[PROBLEM STATEMENT]
Your response must be the entire set of entries, reproduced word for word.

[SUPPLIED RECORDS]
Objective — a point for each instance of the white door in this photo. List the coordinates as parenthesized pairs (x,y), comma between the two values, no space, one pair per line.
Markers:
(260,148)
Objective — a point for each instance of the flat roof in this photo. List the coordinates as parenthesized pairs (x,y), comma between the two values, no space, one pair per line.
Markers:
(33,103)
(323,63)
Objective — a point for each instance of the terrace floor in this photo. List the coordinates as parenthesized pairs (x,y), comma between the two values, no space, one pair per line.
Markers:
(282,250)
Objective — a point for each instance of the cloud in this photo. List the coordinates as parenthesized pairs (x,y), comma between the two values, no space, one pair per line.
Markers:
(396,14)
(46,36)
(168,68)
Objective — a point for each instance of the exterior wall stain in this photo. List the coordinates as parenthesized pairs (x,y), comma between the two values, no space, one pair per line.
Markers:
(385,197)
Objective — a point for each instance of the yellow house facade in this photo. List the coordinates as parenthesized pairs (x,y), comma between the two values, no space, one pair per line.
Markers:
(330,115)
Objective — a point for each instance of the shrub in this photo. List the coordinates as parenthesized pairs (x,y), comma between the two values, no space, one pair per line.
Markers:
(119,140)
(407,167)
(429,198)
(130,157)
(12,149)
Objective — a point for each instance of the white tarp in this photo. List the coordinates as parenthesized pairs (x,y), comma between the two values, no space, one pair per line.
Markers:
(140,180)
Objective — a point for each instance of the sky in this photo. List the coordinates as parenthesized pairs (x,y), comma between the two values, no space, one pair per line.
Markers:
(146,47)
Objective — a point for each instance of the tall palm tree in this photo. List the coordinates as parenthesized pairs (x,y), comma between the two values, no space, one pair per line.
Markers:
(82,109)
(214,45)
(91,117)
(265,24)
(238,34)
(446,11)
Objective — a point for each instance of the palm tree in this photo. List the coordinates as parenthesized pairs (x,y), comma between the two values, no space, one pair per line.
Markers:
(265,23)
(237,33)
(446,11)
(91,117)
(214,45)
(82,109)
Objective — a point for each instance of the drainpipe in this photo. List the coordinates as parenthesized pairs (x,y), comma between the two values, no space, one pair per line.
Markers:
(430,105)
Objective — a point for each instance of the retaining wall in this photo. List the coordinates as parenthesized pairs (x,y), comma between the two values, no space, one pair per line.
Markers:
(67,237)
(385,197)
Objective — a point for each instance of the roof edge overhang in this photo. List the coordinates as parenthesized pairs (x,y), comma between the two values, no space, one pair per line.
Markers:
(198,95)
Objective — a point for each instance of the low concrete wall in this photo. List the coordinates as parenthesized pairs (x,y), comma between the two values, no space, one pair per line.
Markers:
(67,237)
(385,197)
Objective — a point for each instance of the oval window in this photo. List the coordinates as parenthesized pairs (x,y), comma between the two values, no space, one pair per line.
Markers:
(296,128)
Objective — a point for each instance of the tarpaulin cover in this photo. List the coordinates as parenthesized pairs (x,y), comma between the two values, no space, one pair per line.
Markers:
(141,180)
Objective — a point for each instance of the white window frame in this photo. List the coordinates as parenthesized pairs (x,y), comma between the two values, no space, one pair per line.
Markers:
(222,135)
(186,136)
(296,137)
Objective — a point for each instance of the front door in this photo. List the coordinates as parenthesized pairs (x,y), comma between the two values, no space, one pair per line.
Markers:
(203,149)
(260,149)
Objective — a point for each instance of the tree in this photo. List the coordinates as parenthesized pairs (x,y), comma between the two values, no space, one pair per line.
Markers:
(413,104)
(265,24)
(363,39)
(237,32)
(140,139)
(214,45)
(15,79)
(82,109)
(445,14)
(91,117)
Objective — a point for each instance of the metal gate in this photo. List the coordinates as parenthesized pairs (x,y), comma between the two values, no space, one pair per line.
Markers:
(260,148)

[TASK OUTPUT]
Objective — a point for each instance of the white door in this photo. List the coordinates as parenthesized pairs (x,y), comma between the two values, no space, one pair per line.
Markers:
(260,148)
Objective — a point for each instance of the flat roof in this photo. List the coordinates as parenthesized pairs (x,y), comma between the two values, no space, one pair per line.
Markers:
(33,103)
(323,63)
Objective — a point for each instance of the terrace floor in this photo. List the coordinates as parenthesized pairs (x,y), comma between the two values, no space, one pair per line.
Markers:
(282,250)
Objective — a point for each instance of the cloud in this photo. List the coordinates as parenthesized pairs (x,y), comma between the two values, no space, one pair per line.
Markers:
(396,14)
(46,36)
(168,68)
Objective — a point for each instance of the exterior wall stain in this photo. List the coordinates as parenthesized pairs (x,y), comma between the two values, no space, one pair per line.
Markers:
(385,197)
Objective — a point for each instance of the yellow house facade in this photo. List the coordinates as parenthesized pairs (x,y), comma between the two values, no space, one pair per line.
Markers:
(330,115)
Objective — a point for each instance of the shrub in this photo. List the coordinates as parenthesized pairs (x,y), comma between the two values, no space, one pair per line.
Markers:
(119,140)
(407,167)
(429,198)
(130,157)
(12,149)
Objective — a point for each instance of the white tarp in this photo. List the coordinates as parenthesized pairs (x,y), comma between the two values, no space, one pair per line.
Markers:
(140,180)
Objective — a point for each instance of the sky in this photo. List the coordinates as parenthesized pairs (x,y), comma between the two values, no space, one pair per line.
Markers:
(146,47)
Objective — a point for each instance of the tall palm tree in this photo. List the coordinates as parenthesized pairs (x,y), comma between the two values, no space, one pair per line.
Markers:
(82,109)
(214,45)
(91,117)
(265,24)
(238,34)
(446,11)
Objective — a point for each instance of the palm tree in this photo. List the coordinates as parenthesized pairs (x,y), comma between the two values, no space, one pair per line.
Markers:
(265,23)
(237,33)
(446,11)
(91,117)
(214,45)
(82,109)
Objective — a point for each instance of the drainpipe in this photo. List the coordinates as parenthesized pairs (x,y), comma between the two values, no space, one pair per line.
Markers:
(430,105)
Objective — a point for each instance of the retaining wall in this photo. List the coordinates as parenthesized pairs (x,y), comma between the two values, no space, one pair per line.
Markers:
(67,237)
(385,197)
Objective — a point for each instance of the roof edge overhang in this photo. List the coordinates as parenthesized pairs (x,y), comma between the two values, no space, one pair per line.
Markers:
(198,95)
Objective — a point for each instance of the low concrete wall in this photo. List the coordinates as parenthesized pairs (x,y), comma between the two values, no space, one pair per line.
Markers:
(67,237)
(385,197)
Objective — a point for each instance of the oval window in this photo. List the coordinates as parenthesized pairs (x,y), comma between the two values, no space, one pair per line.
Markers:
(296,128)
Objective — a point for each instance of the tarpaulin cover in this photo. List the coordinates as parenthesized pairs (x,y), comma between the two values, no space, one pair per line.
Markers:
(141,180)
Objective — a point for each instance of the white window frame in this photo. List the coordinates as parenthesized pairs (x,y), comma between the two values, no space, one pair per line.
Markers:
(222,135)
(186,136)
(296,137)
Objective — a point for each instance of the front door in this photo. List the coordinates as parenthesized pairs (x,y), comma between the two values, no space, one pair per line.
Markers:
(203,149)
(260,149)
Objective — a point for each instance of the tree in this photo. List the coordinates as parenthesized pairs (x,y), comma between the two values, no space, one pair per line.
Markers:
(413,104)
(265,24)
(363,39)
(237,32)
(140,139)
(214,45)
(15,79)
(82,109)
(445,14)
(91,117)
Objective — a point for each instance of the metal gate in this photo. List the coordinates as parenthesized pairs (x,y), comma between the two values, no space, one pair per line.
Markers:
(260,148)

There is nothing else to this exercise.